Records provided -
____________

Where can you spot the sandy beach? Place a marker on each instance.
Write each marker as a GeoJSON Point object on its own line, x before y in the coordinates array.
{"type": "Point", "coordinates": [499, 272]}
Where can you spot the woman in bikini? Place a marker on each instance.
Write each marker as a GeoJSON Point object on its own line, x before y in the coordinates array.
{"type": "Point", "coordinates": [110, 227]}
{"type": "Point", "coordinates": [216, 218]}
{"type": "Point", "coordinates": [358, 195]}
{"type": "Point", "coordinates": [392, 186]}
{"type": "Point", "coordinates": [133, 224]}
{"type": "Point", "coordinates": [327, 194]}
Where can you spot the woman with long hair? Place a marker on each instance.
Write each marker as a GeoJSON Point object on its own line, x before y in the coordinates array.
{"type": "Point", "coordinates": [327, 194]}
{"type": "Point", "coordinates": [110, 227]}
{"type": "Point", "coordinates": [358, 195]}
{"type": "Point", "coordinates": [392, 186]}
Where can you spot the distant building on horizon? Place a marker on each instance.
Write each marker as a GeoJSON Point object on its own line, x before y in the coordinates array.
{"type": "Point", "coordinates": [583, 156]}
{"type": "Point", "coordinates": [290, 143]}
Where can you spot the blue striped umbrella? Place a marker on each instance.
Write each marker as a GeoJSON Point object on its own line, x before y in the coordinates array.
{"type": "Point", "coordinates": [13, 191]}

____________

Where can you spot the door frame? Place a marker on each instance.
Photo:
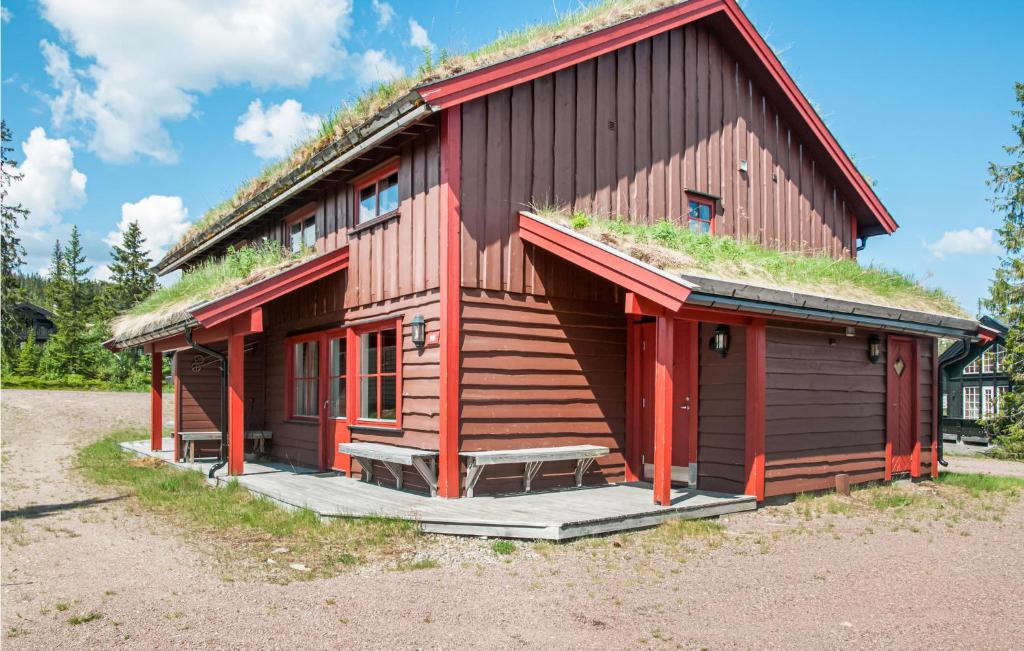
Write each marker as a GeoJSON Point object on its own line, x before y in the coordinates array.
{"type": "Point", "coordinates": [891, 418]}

____________

Exercise aim - Which lines in the records above contain the word "Place"? Pull out each one in full.

Correct output -
Where can you spot the sandy beach? Place a marker on each instance.
Where can you spot the woman in bikini? Place a marker on each instance.
Where can you spot the woman with long hair? Place a marker on each instance.
Where can you spot the distant building on horizon? Place a marker on each instance.
Where can you spot the blue striped umbrella? Place a marker on each instance.
Where can you spot the door frame? Place a marker on each instance.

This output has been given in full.